Task brief:
Copy everything from "With ALS, I" down to "and more comfortably." in the text on medical marijuana, and swap "marijuana specialist" for "cannabis advisor".

Excerpt:
-------

Friday, 28 July 2017

Cannabis Details

This whole medical marijuana process is a lot more complicated than you might think. First there is the prescription process, enough of a hassle all on its own. Then there is the product selection process. The doctor doesn't do that at all. Instead you are left to choose your own product, or have an advisor assist you in choosing the correct product for your particular needs.

You see, cannabis is not just cannabis. There are so many different strains and varieties, with varying chemical compositions and varying strengths. The two main cannabinoids,delta-9-tetrahydrocannabinol and cannabidiol, also known as THC and CBD, do different things in your body, so growers breed strains of cannabis which provides all of one, all of another, or blends with some happy middle ground. For example, recreational uses want to get high, so they don't care about CBD. On the other hand, people suffering seizures don't want to get high, so the don't care about THC.

THC is the stuff that gets you high. It also has been shown to relieve nerve pain, like the kinds I have, as well as inducing sleep, something I need. Of course there is the classic stimulation of appetite we've all seen in the movies, but it has also been demonstrated to reduce nausea and generate an improved mood. On the downside, high levels of THC have been shown to produce paranoia, psychosis, difficulty with thinking and problem solving, and memory loss.

CBD is the more "medicinal" of the two main chemicals we seek from marijuana. It produces no high at all. It has been demonstrated to act as an anti-inflammatory and anti-anxiety drug. It's also shown efficacy as a muscle relaxant, reducing tremors and spasticity, as well as preventing seizures. It has been shown to counter and even eliminate the negative effects of THC. As of yet, there have been no real downsides noted with CBD.

With ALS, I suffer from substantial, relentless nerve pain. I have trouble getting to sleep, My appetite is irregular at best. Although I am generally a happy person, I suffer from some fairly severe mood swings. All of these are conditions aided by THC. I also struggle with anxiety, muscle spasms, tremors, and joint pain. All of these conditions are aided by CBD, which also reduces the instances of paranoia and other negatives of THC. In other words, I need a balanced hybrid.

The marijuana specialist recommended four strains of cannabis product, three of which are fairly balanced with THC and CBD. She went on to recommend one product high in THC and low in CBD, as a night time treatment, allowing me to sleep better and more comfortably.

-------

Source information:
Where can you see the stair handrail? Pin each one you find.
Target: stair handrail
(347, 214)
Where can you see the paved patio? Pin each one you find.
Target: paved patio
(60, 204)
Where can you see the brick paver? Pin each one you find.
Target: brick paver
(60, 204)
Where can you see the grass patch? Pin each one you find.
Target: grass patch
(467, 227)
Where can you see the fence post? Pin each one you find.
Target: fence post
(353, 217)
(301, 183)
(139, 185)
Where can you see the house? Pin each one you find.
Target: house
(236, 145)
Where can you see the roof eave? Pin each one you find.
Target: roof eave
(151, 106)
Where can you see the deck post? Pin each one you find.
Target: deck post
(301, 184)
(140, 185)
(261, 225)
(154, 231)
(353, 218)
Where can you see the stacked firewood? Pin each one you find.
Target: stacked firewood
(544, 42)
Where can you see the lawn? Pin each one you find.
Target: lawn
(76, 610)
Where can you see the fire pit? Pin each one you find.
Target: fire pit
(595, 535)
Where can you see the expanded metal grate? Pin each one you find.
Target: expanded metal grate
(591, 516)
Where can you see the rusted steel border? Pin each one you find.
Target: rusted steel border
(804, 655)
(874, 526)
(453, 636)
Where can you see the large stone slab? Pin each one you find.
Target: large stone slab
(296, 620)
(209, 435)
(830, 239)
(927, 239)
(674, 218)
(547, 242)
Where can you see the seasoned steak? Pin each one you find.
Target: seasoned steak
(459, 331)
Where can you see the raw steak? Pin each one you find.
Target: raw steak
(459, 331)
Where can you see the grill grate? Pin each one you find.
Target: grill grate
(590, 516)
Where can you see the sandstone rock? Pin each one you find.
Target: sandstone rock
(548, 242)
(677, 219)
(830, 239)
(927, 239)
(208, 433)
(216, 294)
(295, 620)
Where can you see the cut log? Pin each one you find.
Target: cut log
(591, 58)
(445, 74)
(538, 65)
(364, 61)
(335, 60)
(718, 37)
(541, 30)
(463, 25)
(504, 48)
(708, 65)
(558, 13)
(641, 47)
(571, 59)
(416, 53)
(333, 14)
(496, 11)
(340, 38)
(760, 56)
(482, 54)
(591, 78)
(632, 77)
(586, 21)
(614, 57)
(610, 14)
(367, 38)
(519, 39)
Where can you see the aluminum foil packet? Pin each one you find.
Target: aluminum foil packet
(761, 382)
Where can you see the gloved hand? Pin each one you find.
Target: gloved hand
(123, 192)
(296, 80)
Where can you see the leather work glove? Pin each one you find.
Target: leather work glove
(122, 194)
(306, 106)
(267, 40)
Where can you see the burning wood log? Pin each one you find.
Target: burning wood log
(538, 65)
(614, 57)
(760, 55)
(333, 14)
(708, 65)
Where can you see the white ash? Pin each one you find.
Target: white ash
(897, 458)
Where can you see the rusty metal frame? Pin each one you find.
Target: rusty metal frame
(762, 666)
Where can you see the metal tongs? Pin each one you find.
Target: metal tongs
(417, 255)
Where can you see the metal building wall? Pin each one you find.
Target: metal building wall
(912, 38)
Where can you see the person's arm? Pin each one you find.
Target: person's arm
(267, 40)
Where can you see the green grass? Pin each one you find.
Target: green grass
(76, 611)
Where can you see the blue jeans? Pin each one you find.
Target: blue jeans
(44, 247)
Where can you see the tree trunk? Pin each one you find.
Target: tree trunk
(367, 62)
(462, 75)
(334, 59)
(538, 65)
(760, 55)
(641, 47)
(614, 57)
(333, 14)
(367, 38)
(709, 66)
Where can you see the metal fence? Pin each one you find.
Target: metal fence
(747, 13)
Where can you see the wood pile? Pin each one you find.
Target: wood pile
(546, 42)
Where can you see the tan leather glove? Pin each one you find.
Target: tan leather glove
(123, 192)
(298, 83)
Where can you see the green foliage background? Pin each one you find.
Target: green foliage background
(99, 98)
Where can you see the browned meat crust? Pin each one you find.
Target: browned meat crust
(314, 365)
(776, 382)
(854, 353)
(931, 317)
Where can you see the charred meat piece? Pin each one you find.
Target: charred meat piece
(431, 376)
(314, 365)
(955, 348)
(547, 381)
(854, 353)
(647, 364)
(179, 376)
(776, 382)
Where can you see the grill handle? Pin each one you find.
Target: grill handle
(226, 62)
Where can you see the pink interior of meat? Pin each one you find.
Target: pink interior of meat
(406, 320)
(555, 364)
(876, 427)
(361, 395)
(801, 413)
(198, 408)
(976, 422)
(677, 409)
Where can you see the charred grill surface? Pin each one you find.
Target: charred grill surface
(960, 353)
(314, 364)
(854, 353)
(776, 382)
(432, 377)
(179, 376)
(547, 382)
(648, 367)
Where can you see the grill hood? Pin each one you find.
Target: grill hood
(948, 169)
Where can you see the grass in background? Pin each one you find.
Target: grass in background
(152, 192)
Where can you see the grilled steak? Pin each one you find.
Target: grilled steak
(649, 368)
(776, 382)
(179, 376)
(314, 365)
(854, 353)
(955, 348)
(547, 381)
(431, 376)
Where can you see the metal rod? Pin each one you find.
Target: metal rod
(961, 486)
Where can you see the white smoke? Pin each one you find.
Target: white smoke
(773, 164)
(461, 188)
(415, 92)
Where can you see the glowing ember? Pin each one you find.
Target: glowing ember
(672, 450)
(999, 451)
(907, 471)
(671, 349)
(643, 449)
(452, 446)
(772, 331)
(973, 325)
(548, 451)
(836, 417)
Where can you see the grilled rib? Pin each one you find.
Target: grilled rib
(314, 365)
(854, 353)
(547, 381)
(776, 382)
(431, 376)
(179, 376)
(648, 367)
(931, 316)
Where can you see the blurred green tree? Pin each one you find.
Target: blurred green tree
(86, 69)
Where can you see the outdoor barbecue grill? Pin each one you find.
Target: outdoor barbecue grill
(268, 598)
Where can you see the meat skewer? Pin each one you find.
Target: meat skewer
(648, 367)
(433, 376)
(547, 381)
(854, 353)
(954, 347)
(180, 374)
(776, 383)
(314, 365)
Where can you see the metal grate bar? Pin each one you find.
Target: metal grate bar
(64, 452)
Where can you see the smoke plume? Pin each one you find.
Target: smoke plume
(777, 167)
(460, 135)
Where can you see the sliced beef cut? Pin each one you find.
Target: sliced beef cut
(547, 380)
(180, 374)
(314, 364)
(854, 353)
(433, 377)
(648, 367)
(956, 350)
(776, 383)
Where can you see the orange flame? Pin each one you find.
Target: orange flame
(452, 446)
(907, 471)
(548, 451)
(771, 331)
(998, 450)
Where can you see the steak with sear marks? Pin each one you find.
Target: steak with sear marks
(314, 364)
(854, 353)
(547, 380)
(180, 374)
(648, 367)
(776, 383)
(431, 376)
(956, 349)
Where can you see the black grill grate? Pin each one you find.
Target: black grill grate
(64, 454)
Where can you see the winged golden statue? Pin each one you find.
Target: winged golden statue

-------

Result:
With ALS, I suffer from substantial, relentless nerve pain. I have trouble getting to sleep, My appetite is irregular at best. Although I am generally a happy person, I suffer from some fairly severe mood swings. All of these are conditions aided by THC. I also struggle with anxiety, muscle spasms, tremors, and joint pain. All of these conditions are aided by CBD, which also reduces the instances of paranoia and other negatives of THC. In other words, I need a balanced hybrid.

The cannabis advisor recommended four strains of cannabis product, three of which are fairly balanced with THC and CBD. She went on to recommend one product high in THC and low in CBD, as a night time treatment, allowing me to sleep better and more comfortably.